**AIM OF THE TASK**
Repeat each entry in full, exactly.

==== WORKING DATA

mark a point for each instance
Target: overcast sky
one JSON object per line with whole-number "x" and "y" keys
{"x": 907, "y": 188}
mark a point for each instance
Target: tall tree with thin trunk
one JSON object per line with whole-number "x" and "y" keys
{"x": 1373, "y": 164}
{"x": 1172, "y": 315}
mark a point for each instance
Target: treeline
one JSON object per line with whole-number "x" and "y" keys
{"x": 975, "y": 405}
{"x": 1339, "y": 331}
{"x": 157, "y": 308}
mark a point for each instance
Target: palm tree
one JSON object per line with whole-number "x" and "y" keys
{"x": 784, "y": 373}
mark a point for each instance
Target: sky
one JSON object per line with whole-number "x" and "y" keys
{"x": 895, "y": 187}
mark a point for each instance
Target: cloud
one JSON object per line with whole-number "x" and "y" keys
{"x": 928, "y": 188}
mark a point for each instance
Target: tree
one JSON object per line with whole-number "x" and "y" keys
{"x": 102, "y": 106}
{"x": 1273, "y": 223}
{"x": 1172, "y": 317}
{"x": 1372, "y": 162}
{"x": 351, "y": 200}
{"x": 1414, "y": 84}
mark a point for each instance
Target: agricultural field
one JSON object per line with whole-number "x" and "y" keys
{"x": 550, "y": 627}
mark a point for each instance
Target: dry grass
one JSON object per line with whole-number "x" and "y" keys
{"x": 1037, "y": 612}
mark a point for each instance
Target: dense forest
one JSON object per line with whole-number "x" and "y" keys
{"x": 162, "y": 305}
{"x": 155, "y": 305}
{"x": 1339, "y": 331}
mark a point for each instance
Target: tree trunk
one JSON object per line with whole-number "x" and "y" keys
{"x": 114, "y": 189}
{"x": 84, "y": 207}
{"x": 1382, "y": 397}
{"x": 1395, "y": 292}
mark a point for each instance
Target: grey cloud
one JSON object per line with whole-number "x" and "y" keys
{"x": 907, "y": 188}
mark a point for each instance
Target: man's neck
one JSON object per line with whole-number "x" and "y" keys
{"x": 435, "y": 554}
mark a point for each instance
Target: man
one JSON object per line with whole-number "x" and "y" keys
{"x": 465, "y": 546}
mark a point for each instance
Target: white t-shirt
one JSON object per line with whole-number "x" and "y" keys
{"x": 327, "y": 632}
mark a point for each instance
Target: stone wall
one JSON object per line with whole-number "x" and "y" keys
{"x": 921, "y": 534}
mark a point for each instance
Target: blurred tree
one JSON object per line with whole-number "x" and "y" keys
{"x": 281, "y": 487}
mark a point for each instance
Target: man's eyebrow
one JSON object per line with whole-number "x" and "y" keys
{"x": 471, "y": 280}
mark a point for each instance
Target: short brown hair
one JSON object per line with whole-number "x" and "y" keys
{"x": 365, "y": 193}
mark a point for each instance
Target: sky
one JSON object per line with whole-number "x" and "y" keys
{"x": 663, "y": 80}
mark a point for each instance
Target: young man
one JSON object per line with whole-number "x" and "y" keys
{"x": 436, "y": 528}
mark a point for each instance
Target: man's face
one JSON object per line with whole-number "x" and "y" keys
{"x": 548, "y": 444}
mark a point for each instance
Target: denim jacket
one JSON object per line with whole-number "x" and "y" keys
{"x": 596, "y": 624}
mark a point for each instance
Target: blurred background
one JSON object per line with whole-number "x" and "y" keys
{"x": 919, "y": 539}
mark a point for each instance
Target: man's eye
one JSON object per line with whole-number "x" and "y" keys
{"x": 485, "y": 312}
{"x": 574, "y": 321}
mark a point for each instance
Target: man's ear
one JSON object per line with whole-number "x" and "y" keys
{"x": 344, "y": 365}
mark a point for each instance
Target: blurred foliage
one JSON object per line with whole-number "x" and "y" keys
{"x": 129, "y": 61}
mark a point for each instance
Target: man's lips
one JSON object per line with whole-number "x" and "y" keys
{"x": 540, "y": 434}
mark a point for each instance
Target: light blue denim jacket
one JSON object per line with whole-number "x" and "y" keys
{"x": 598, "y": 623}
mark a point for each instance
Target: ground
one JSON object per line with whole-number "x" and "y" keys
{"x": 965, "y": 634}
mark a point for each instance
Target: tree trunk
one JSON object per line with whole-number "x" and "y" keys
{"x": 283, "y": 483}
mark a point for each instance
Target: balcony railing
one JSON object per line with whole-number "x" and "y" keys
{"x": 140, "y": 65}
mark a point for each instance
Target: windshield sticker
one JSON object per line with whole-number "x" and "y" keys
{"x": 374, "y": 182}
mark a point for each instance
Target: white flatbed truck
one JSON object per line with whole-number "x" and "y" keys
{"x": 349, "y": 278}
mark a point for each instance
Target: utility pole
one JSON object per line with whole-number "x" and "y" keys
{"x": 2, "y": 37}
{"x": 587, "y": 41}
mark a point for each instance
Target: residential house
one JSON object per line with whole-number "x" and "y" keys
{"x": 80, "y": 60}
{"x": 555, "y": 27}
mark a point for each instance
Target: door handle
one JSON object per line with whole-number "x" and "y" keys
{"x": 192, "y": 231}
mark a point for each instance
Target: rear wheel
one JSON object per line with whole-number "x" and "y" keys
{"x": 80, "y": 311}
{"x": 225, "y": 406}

========

**RESPONSE TO THIS TASK**
mark a point for each instance
Target: overcast sky
one JSON object per line with whole-number "x" and "y" keys
{"x": 907, "y": 188}
mark a point for each instance
Target: tall tree with thin trunk
one JSON object per line with whole-number "x" and "y" keys
{"x": 1373, "y": 164}
{"x": 1172, "y": 315}
mark a point for each instance
Target: treeline
one JSON object per line with whole-number "x" and "y" keys
{"x": 975, "y": 405}
{"x": 1339, "y": 331}
{"x": 157, "y": 308}
mark a point for each instance
Target: palm tree
one JSON object per line with whole-number "x" and "y" keys
{"x": 784, "y": 373}
mark a point for each instance
Target: sky
one JSON object per line with whole-number "x" and "y" keys
{"x": 895, "y": 187}
mark a point for each instance
Target: cloud
one JSON object per line with whole-number "x" and "y" keys
{"x": 928, "y": 188}
mark a point for each instance
Target: tree
one JSON object per line with whole-number "x" and "y" keys
{"x": 102, "y": 106}
{"x": 1273, "y": 223}
{"x": 1172, "y": 317}
{"x": 1372, "y": 162}
{"x": 351, "y": 200}
{"x": 1414, "y": 84}
mark a point for each instance
Target: agricultural field
one JSON object per line with whole-number "x" and "y" keys
{"x": 550, "y": 627}
mark a point for each instance
Target: dry grass
one JSON object per line with whole-number "x" and "y" keys
{"x": 1037, "y": 612}
mark a point for each instance
Target: dense forest
one JSON object per line with whole-number "x" and "y" keys
{"x": 162, "y": 305}
{"x": 155, "y": 305}
{"x": 1339, "y": 331}
mark a point for each instance
Target: tree trunk
one JSON object per line with whole-number "x" and "y" keys
{"x": 114, "y": 189}
{"x": 84, "y": 207}
{"x": 1382, "y": 397}
{"x": 1395, "y": 292}
mark a point for each instance
Target: grey cloud
one JSON object per line with whole-number "x" and "y" keys
{"x": 907, "y": 188}
mark a point for each instance
Target: man's neck
one JSON object per line with whole-number "x" and "y" keys
{"x": 435, "y": 554}
mark a point for each instance
Target: man
one JSON object per line with whole-number "x" and "y" keys
{"x": 465, "y": 546}
mark a point for each instance
Target: white t-shirt
one JSON object per line with whole-number "x" and "y" keys
{"x": 327, "y": 632}
mark a point for each instance
Target: stone wall
one JSON object per line with whole-number "x" and "y" keys
{"x": 921, "y": 534}
mark a point for each instance
Target: blurred tree
one JSON object per line with whole-number "x" and "y" keys
{"x": 281, "y": 487}
mark a point for each instance
Target: man's eyebrow
one JSON object per line with whole-number "x" and "y" keys
{"x": 471, "y": 280}
mark a point for each instance
Target: short brown hair
one JSON object per line with whole-number "x" and "y" keys
{"x": 365, "y": 193}
mark a point for each instance
Target: sky
one JSON object per line with whole-number "x" and "y" keys
{"x": 663, "y": 80}
mark a point for each instance
Target: young man
one JSON object per line with whole-number "x" and "y" keys
{"x": 436, "y": 528}
mark a point for each instance
Target: man's face
one JSON object per line with whole-number "x" and "y" keys
{"x": 548, "y": 444}
mark a point for each instance
Target: denim jacket
one JSON object per line with whole-number "x" and "y" keys
{"x": 596, "y": 624}
mark a point for each instance
Target: blurred background
one JSON object per line with whole-number "x" and "y" keys
{"x": 919, "y": 539}
mark a point for each instance
Target: man's eye
one JSON object per line with whole-number "x" and "y" keys
{"x": 485, "y": 312}
{"x": 574, "y": 321}
mark a point for each instance
Target: man's ear
one JSON object per line with whole-number "x" and "y" keys
{"x": 344, "y": 365}
mark a point for each instance
Target: blurred foliage
one JSON object per line with whole-number "x" and "y" keys
{"x": 129, "y": 61}
mark a point for each instance
Target: man's lips
one JSON object per line with whole-number "x" and "y" keys
{"x": 540, "y": 434}
mark a point for each instance
Target: light blue denim jacket
one JSON object per line with whole-number "x" and "y" keys
{"x": 598, "y": 623}
mark a point for each instance
Target: ground
one JSON object per line with whole-number "x" and "y" keys
{"x": 965, "y": 634}
mark a point for each instance
Target: tree trunk
one JSON object per line with whole-number "x" and "y" keys
{"x": 283, "y": 483}
mark a point for each instance
Target: balcony railing
one JSON object per line with whole-number "x" and "y" keys
{"x": 140, "y": 65}
mark a point for each instance
Target: windshield sticker
one JSON object per line with whole-number "x" and "y" keys
{"x": 374, "y": 182}
mark a point for each instance
Target: white flatbed truck
one JSON object per line with whole-number "x" and "y" keys
{"x": 349, "y": 278}
mark a point for each instance
Target: utility pole
one JSON object per line with whole-number "x" and "y" keys
{"x": 2, "y": 37}
{"x": 587, "y": 41}
mark a point for each instance
Target: residential house
one JSON object per line with whole-number "x" and "y" keys
{"x": 80, "y": 60}
{"x": 555, "y": 27}
mark a point for each instance
Target: door handle
one JSON object per line with whole-number "x" and "y" keys
{"x": 192, "y": 231}
mark a point for each instance
Target: rear wheel
one JSON object per line with whole-number "x" and "y" keys
{"x": 80, "y": 311}
{"x": 225, "y": 406}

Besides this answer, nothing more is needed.